> GIVEN PROBLEM 1: In the transcript about AI adoption among bank customers, why do the Tier 2 and Tier 3 banks want Moody's to supply AI enablement on their workflow platform?
> GIVEN PROBLEM 2: Translate this sentence from the transcript about AI adoption among bank customers into Spanish: "That's a conversation we're having at almost every single bank."
> GIVEN PROBLEM 3: Write what comes next in the transcript about AI adoption among bank customers, starting after its final sentence.

> DOCUMENT EXCERPT:
— begin —

Okay. Maybe a good segue in terms of thinking about adoption, right, for some of these AI-enabled products, agentic workflows, stuff like that, AI-enabled databases. I think on the last call, you talked about your large customers, right, consuming at much higher rates, I think twice the rate for the rest of the business or your other customers, in part due to, as you talked about, more sophisticated AI tools. Where specifically are you seeing the adoption curves really start to ramp? And then I guess thinking about growth rates for the rest of your customers, the smaller ones maybe less sophisticated. How do we think about that ramp?

Robert Fauber

Executives
#8

Yes. So I'm going to focus on banks. It's our largest customer segment. And there is a tale of 2 customers. So you're right, at the big end of town, the Bank of Americas, they're all about building out their own AI workflow platforms, maybe across the corporate and investment bank or the commercial bank. And it's not about consuming software from us. It's about consuming I'm going to use the phrase our connected intelligence, right? This is our contextualized data, our models, our insights, our ratings. And they want to consume that in their platforms, right? And increasingly that they're building those platforms, and that means it's either -- historically, we've -- people have consumed our content from our workflow software, maybe through our website, and a data feed, a good old-fashioned data feed. And today, it's about, hey, now can I take it through a smart API or an MCP server into my AI workflow platform. And every big financial institution I talk to is talking to me and I'm sure others in the industry about how can I access actually more of your content because I'm building this layer across the corporate bank. And I know that I've got the data siloed in all these different parts of the bank, and I want to have my own internal bank data and my very important third-party information providers, feeding into my AI system. That's a conversation we're having at almost every single bank. That's a great conversation for us to have. That's why we're seeing the highest growth actually from the strategic -- the largest banks, and that's very encouraging to us. If they wanted -- if they thought it was commoditized, we'd be having a very different conversation. But then when you go down to Tier 2 and Tier 3 banks, the regional banks, the credit unions, it's a very different story. We serve a lot of them. There, one of our fastest-growing products, and we talked about in the earnings call is lending workflow software. And what those banks are saying to us is, "Hey, look, I don't have an army of AI experts. I want you, Moody's, to bring to me AI enablement on the workflow platform that I'm going to implement and tell me what other banks are doing". And so we've got an AI layer that sits on top of the workflow that does things like spreading financials into your chart of accounts, creating automated credit memos, covenant monitoring, all those kinds of things. Both of those are driving very nice growth for us.

— end —

(Region annotation entries)
— begin —

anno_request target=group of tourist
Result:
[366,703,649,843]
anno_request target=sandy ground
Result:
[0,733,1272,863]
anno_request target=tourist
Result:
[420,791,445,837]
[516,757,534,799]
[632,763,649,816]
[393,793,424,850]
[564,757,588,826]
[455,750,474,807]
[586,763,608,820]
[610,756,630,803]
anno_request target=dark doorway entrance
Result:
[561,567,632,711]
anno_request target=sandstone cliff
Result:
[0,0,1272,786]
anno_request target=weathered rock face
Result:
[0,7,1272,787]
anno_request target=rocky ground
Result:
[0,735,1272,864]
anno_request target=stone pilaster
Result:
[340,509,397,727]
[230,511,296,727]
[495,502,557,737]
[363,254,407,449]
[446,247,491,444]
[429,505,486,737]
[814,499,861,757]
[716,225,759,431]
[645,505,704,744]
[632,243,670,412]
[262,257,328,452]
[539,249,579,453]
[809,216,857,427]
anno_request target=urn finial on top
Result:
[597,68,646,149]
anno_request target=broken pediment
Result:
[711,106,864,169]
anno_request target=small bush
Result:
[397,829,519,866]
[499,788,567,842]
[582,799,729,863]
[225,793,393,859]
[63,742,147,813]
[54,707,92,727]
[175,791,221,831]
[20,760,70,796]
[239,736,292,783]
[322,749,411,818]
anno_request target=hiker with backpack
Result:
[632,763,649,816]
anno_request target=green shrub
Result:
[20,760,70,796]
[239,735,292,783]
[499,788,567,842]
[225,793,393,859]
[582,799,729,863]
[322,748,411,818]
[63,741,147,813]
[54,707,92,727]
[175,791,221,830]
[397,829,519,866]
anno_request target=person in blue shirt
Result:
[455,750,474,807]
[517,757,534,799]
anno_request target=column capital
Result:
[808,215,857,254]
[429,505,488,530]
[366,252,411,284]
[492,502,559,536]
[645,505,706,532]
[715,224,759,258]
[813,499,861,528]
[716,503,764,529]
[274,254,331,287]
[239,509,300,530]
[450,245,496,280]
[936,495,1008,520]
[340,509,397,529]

— end —

> FINAL RESULT 1: These banks say they lack an army of AI experts. They want Moody's to bring the AI capabilities to the workflow platform they are implementing and to tell them what other banks are doing.

> FINAL RESULT 2: Esa es una conversación que estamos teniendo en casi todos los bancos.

> FINAL RESULT 3:
Curtis Nagle

Analysts
#9

Understood. I guess another good segue. I think maybe a little long term here. And considering all the things you said, how does this -- how do we think about the evolution, I guess, of pricing models, right, over the next few years particularly, again, not to belabor the point, but companies like yourselves that have mission-critical proprietary data. Do you foresee, I guess, a shift to more consumption, more value-based, which you've talked about a little bit right away from these strict enterprise models. And I guess how does that impact I guess the arc of revenue growth going forward, let's just say, over the next 1 to 3 years?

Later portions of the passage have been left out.